Soal
Tolong lanjutkan tulisan tentang program pemagangan nasional di bawah ini, dimulai setelah kalimat terakhirnya.

Teks Sumber
★ ★ ★ ★ ★

Jakarta, KPonline – Program pemagangan cacat sejak dalam pikiran. Pernyataan ini saya sampaikan dalam Seminar yang diselenggarakan KSPI-JILAF di Hotel Bahtera, Puncak, Bogor, tanggal 21-22 September 2019.
Itulah yang menjelaskan, sejak Program Pemagangan Nasional Menuju Indonesia Berkompeten dideklarasikan pada Desember 2016, KSPI dengan tegas menolak kebijakan ini.
Penolakan tersebut, tentu saja memiliki dasar atau alasan.
Salah satu alasan diselenggarakannya program pemagangan adalah, keterampilan lulusan sekolah tidak nyambung dengan yang dibutuhkan dunia kerja. Sehingga mereka perlu dilatih agar bisa bekerja.
Jika ini masalahnya, maka yang dibutuhkan bukan pemagangan. Tetapi mensingkronkan antara kurikulum di sekolah dengan keterampilan yang dibutuhkan dunia kerja.

★ ★ ★ ★ ★

Data Tersimpan

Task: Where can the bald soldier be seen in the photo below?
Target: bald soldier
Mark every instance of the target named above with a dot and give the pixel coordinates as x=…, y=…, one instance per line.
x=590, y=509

★ ★ ★ ★ ★

Jawaban
Inilah alasan pertama, mengapa saya mengatakan pemagangan sudah cacat sejak dalam pikiran. Akibat sakit kepala, justru yang diberikan adalah obat untuk sakit perut.
Hal yang lain, pemagangan diperuntukkan bagi pencari kerja. Karena hanya untuk mencari kerja, maka ia rentan disalahgunakan menjadi mata rantai baru di dalam hubungan industrial. Jadi sebelum direkrut menjadi karyawan, pencari kerja wajib menjalani pemagangan terlebih dahulu.
Pola ini mirip dengan massa percobaan atau kontrak kerja, sebelum diangkat menjadi karyawan tetap.
Celakanya, setelah mengikuti pemagangan tidak ada jaminan bakal diterima bekerja. Perusahaan lebih senang merekrut tenaga kerja baru untuk mengikuti pemagangan; yang sejatinya bekerja selayaknya pekerja.
Meskipun bekerja selayaknya karyawan, mereka hanya mendapatkan uang saku. Tidak ada batas minimal mengenai berapa besarnya uang saku. Sehingga hampir bisa dipastikan, besarnya lebih rendah dari upah minimun.
Serikat Pekerja Susun Pokok-Pokok Pikiran
Menyikapi isu pemagangan, FSPMI-KSPI menyusun pokok-pokok pikiran untuk menolak pemagangan.
Pokok-pokok pikiran ini kemudian diterbitkan dalam sebuah buku dengan judul ‘Menolak Pemagangan’.
Buku ini disusun melalui beberapa kali diskusi, termasuk melakukan riset atau penelitian lapangan terkait praktik pemagangan.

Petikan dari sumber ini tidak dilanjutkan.